VATICAN CITY (CNS) – Although she died centuries ago, the English mystic Julian of Norwich continues to remind people of the importance of “faith in God’s loving providence and holiness of life expressed in generous service to our brothers and sisters in need,” Pope Francis said. Pope Francis’ message about the ongoing relevance of the medieval mystic was read May 14 at the Anglican cathedral in Norwich, England, during an ecumenical service marking the 650th anniversary of the “shewings” or visions and revelations Julian received in Norwich over several days and nights in May 1373. Noting how Julian of Norwich’s life and writings are “increasingly being acknowledged and celebrated,” Pope Francis said that “her maternal influence, humble anonymity and profound theological insights stand as timely reminders” of the importance of faith in God and assisting one another. The mystic’s real name is not known; she is called Julian because she lived in a cell at the Church of St. Julian, praying and receiving visitors who asked for help.

SUPPLIED INFORMATION
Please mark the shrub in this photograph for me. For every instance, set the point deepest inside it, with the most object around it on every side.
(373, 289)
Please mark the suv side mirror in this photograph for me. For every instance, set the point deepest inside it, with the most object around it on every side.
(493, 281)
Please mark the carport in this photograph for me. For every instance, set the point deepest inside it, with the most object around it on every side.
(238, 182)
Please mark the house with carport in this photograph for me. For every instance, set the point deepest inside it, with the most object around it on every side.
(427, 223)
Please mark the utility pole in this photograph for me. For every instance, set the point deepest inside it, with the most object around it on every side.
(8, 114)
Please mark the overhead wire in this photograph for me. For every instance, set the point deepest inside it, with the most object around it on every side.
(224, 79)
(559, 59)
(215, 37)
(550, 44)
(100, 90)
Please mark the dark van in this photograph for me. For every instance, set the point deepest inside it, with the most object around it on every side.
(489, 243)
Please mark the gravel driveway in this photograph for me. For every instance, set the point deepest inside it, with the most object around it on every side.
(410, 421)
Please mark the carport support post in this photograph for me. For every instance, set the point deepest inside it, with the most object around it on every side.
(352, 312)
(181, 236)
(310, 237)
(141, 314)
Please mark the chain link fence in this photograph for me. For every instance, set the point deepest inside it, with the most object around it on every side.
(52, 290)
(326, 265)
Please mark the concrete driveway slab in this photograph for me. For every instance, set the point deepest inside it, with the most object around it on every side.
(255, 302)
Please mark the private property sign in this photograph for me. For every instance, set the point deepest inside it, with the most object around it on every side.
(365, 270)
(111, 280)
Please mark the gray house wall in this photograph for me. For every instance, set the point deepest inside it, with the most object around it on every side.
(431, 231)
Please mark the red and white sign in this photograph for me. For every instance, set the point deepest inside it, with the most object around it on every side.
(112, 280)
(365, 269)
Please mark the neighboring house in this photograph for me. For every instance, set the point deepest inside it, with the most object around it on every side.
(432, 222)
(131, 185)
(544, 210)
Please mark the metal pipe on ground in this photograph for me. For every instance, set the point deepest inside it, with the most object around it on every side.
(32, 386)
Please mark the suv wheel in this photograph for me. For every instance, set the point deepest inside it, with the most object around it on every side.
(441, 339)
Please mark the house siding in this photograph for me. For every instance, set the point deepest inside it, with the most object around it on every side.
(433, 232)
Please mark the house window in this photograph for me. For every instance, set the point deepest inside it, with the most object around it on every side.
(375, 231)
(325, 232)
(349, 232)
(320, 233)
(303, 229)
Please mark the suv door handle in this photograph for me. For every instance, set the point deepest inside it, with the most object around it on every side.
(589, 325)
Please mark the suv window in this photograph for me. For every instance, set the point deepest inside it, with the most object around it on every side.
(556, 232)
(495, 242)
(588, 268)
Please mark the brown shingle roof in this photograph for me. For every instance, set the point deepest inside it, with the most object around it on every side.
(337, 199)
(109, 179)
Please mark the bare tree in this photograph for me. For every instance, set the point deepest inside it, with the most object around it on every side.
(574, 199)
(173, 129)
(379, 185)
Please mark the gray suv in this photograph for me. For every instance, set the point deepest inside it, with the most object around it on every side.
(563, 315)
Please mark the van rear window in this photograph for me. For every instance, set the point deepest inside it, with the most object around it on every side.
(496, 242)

ACTIVITY
According to the report on Julian of Norwich, why is the mystic called Julian? Nothing in the records is needed here.

RESPONSE
She lived in a cell at the Church of St. Julian.